**INPUT FOR THIS TASK:**
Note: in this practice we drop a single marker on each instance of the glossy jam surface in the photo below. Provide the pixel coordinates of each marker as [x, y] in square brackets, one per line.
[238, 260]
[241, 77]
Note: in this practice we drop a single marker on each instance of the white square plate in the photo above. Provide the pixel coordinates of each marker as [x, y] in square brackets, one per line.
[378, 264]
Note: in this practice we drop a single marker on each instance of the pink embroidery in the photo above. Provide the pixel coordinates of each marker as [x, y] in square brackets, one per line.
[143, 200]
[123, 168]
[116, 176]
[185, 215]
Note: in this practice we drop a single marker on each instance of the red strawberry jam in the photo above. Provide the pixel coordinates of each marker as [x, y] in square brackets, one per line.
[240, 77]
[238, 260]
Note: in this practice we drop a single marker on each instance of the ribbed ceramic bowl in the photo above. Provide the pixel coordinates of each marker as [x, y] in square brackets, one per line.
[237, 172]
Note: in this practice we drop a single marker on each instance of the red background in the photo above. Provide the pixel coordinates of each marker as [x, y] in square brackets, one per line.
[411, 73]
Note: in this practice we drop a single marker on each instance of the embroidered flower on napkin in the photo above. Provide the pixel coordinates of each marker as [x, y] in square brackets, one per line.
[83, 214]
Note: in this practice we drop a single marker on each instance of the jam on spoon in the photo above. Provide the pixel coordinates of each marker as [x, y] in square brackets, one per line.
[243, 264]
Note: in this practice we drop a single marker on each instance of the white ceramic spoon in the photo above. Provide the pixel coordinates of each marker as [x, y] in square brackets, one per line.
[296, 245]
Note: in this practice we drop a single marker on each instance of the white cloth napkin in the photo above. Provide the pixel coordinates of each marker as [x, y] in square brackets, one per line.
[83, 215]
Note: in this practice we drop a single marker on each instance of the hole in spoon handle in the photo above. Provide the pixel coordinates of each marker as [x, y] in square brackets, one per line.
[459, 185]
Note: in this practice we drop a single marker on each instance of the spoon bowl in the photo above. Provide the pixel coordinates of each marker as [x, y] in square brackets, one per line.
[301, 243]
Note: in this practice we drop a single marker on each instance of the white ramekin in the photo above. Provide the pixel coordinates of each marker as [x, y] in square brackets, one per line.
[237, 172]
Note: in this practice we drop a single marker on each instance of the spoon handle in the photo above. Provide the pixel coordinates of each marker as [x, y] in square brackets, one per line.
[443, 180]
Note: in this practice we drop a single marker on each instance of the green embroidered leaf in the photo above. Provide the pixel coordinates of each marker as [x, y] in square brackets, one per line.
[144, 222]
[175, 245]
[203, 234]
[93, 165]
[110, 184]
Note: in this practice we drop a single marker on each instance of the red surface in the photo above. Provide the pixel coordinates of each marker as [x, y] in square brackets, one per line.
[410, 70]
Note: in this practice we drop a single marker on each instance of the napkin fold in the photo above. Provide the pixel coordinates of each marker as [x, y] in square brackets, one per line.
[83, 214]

**YOUR TASK:** Please rewrite the records from the line that has "the red surface" through the end of the records, putting "folded napkin edge" in place of "napkin fold" and keeping everything else the same.

**ANSWER FOR THIS EXERCISE:**
Note: in this practice we drop a single marker on each instance of the red surface in the photo above. Provide the pixel coordinates of each marker as [x, y] in square brackets, one per line.
[410, 70]
Note: in this practice we drop a single marker on each instance of the folded napkin edge in the photo above. Provide the pixel coordinates of each marker as [x, y] in square brackets, one per line.
[83, 214]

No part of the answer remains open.